Task inputs:
- - - - -
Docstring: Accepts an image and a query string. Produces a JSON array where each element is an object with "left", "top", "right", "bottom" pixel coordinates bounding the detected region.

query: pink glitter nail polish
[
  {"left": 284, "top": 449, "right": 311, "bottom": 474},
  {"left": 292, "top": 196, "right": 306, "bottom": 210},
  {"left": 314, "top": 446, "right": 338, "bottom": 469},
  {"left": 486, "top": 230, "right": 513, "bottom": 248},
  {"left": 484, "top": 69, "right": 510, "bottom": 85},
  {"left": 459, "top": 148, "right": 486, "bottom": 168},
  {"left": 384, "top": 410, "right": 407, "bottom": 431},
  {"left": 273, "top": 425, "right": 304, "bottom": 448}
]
- - - - -
Exercise details: Could you express every line of the items above as a JSON list of strings, one string per line, with blank lines left out?

Task solution:
[
  "Docstring: Accepts an image and a query string. Produces a JSON array where each element is an object with \"left\", \"top\", \"right\", \"bottom\" pixel coordinates bounding the detected region.",
  "query: pink glitter nail polish",
  "[",
  "  {\"left\": 284, \"top\": 449, \"right\": 311, \"bottom\": 474},",
  "  {\"left\": 292, \"top\": 196, \"right\": 306, \"bottom\": 210},",
  "  {\"left\": 314, \"top\": 446, \"right\": 338, \"bottom\": 469},",
  "  {\"left\": 486, \"top\": 230, \"right\": 513, \"bottom\": 248},",
  "  {\"left\": 484, \"top\": 69, \"right\": 510, \"bottom\": 85},",
  "  {\"left\": 459, \"top\": 148, \"right\": 486, \"bottom\": 168},",
  "  {\"left\": 384, \"top\": 410, \"right\": 407, \"bottom\": 431},",
  "  {\"left\": 273, \"top\": 425, \"right\": 304, \"bottom\": 448}",
  "]"
]